- _Problem description_
Copy out all the material below, changing "with a single marker" to "with one marker" wherever it occurs and keeping everything else the same; omit the pictures.

--- Given entries ---

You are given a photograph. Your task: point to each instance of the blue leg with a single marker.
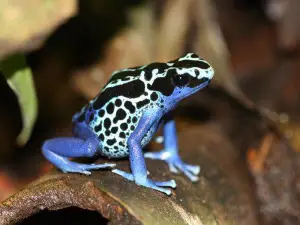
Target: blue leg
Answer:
(58, 150)
(137, 161)
(170, 153)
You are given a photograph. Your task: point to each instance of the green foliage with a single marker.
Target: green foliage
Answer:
(19, 78)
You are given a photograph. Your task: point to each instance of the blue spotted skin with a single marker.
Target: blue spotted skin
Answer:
(125, 115)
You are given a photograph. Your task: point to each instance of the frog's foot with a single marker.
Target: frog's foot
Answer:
(156, 185)
(73, 167)
(175, 163)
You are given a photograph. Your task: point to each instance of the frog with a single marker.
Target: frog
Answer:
(122, 119)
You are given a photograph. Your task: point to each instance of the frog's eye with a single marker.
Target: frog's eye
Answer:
(181, 80)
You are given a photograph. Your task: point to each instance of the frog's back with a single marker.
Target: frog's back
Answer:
(114, 114)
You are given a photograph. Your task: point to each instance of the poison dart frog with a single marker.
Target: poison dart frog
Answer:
(125, 115)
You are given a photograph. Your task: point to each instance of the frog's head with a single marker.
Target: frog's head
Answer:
(183, 77)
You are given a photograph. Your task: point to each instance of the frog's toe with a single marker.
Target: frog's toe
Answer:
(124, 174)
(193, 169)
(99, 166)
(73, 167)
(170, 183)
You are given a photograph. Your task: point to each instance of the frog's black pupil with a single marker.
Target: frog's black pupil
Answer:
(181, 80)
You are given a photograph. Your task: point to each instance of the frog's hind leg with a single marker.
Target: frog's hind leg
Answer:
(58, 150)
(170, 153)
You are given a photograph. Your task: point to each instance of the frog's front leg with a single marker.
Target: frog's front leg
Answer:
(58, 150)
(137, 161)
(170, 153)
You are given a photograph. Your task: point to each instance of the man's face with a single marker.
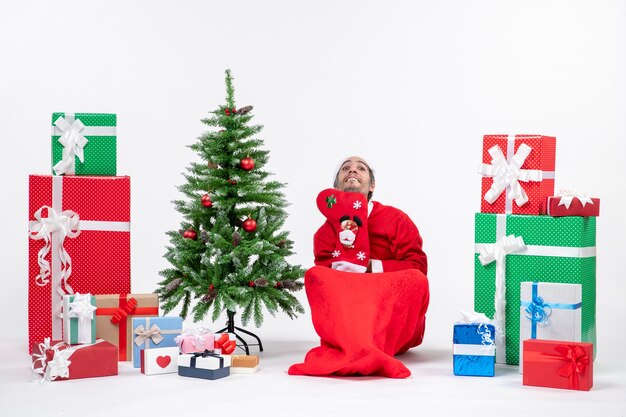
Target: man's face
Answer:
(354, 176)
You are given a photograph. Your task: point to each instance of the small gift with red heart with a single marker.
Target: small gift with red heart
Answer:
(558, 364)
(346, 212)
(154, 332)
(225, 343)
(571, 203)
(159, 361)
(197, 339)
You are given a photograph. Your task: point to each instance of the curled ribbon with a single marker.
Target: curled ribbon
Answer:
(65, 224)
(73, 143)
(508, 174)
(538, 311)
(123, 312)
(81, 307)
(497, 253)
(143, 334)
(568, 196)
(58, 367)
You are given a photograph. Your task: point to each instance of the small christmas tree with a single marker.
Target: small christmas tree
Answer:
(230, 253)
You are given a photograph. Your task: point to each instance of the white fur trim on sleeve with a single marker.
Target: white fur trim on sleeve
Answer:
(348, 267)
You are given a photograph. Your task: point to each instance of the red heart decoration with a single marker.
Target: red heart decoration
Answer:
(163, 361)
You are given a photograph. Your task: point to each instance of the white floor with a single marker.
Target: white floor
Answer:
(431, 390)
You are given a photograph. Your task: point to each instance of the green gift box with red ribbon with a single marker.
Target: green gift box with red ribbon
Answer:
(114, 316)
(84, 144)
(511, 249)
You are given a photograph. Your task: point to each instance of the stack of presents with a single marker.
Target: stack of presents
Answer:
(82, 316)
(534, 271)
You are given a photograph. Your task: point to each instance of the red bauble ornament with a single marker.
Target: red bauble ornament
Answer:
(249, 225)
(247, 164)
(206, 201)
(190, 234)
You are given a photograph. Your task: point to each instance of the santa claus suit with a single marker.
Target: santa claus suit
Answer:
(394, 241)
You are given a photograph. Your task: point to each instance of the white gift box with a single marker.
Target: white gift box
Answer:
(159, 361)
(550, 311)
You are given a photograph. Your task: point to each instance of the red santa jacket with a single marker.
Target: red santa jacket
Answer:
(394, 240)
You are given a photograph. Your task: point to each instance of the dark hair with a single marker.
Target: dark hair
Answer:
(372, 179)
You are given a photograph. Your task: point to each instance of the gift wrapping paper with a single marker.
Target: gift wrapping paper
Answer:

---

- _Response for this exercise_
You are given a photograph. Your task: point to each instance of the blue leg with one marker.
Target: blue leg
Answer:
(58, 150)
(137, 161)
(170, 153)
You are given a photograph. Your task: point to each instance of the green foliage with one marker.
Target: green foliage
Answer:
(19, 78)
You are given a photograph. Your task: point to each instance of the blue spotted skin with one marker.
Target: blue spotted skin
Answer:
(125, 115)
You are given a photograph. Your task: point to each instance of the frog's foot with one marker.
Target: frog's foot
Answer:
(156, 185)
(73, 167)
(175, 163)
You are given a photograph. Your task: point to each instance of the frog with one marker.
Target: frog
Answer:
(122, 119)
You are given a photograph. Your task: point to each instance of the frog's eye with one marker.
Target: frog's eye
Answer:
(181, 80)
You are given a photograph. Your task: point to each instance of the frog's back with one marker.
Target: frog's back
Answer:
(114, 114)
You are given a photograph. Your task: point to each instance of the poison dart frog with one marker.
Target: poison dart frog
Answer:
(125, 115)
You are given a photograph. Your task: point to each instance of the frog's head with one marker.
Target: frog's head
Answer:
(183, 77)
You are given a photograph. Your task: point to each instance of the frog's toe with one marker.
Target: frog's toe
Answer:
(124, 174)
(193, 169)
(99, 166)
(73, 167)
(170, 183)
You are given a photograph. Your task: point to each instance of the frog's black pupil with one marker.
Target: frog's black pupil
Answer:
(181, 80)
You are given a photograph. Your task: point to each instance of the frog's hind leg with one marker.
Target: frog's hind leg
Answer:
(58, 150)
(170, 153)
You are given a photograph. Your task: point to each instance of the frog's front leg with one marker.
Target: frog's front leg
Answer:
(58, 150)
(137, 161)
(170, 153)
You are given a photograph. Your task: point to each instance of the man's face with one marker.
Target: man's face
Answer:
(354, 176)
You are given a photograph. Your task: point to each instance of the small gift with red heart with one marker.
Target: small gift with red heart
Answer:
(558, 364)
(346, 212)
(154, 332)
(225, 343)
(571, 203)
(159, 361)
(197, 339)
You are given a photograph. Your task: point to each instance of the curled ribbon with one marker.
Target: curled ribbon
Answer:
(65, 224)
(73, 143)
(508, 174)
(538, 311)
(123, 312)
(81, 307)
(497, 253)
(143, 334)
(568, 196)
(58, 367)
You are given a photograph. Your task: point to each instance of the small christmas tree with one marker.
Target: small christmas tree
Answer:
(230, 253)
You are given a photograph. Your task: point to each instance of the white fur trim on sleeve with one marker.
Target: white fur trim on sleeve
Answer:
(348, 267)
You are given a photograph. Your task: point to each instance of the red heart decoration with one marker.
Target: red heart decoration
Answer:
(163, 361)
You are given a photograph. Your task: point to each instance of the white floor with one marker.
Target: white floor
Answer:
(431, 390)
You are given a photograph. Your task: point to each instance of the green gift box with red ribbon with one marker.
Target: green gift box with red ribbon
Answer:
(114, 316)
(84, 144)
(511, 249)
You are given a photograph. Your task: point to each instance of the stack of presents with one marker.
Target: stack of presents
Answer:
(82, 316)
(534, 271)
You are given a photograph. Your task: point to each instance of the red bauble ornament with one marker.
Target: red bauble ornament
Answer:
(249, 225)
(247, 164)
(206, 201)
(190, 234)
You are given a photograph. Your task: point to each instance of the santa claus suit with one marker.
Target: santa claus suit
Answer:
(394, 241)
You are given a photograph. Your task: point to each instance of the white gift box with one marker.
Target: white gift box
Answer:
(159, 361)
(550, 311)
You are given a photograph. Your task: point to each instance of the red santa jacket with one marker.
Target: red santa jacket
Answer:
(394, 240)
You are given a photograph. Your task: point to each instance of the dark hair with one marker.
Target: dark hair
Answer:
(372, 179)
You are given a photograph. Your task: point to each instance of the gift wrapping paper with one marker.
Target: gift wrapping paper
Answer:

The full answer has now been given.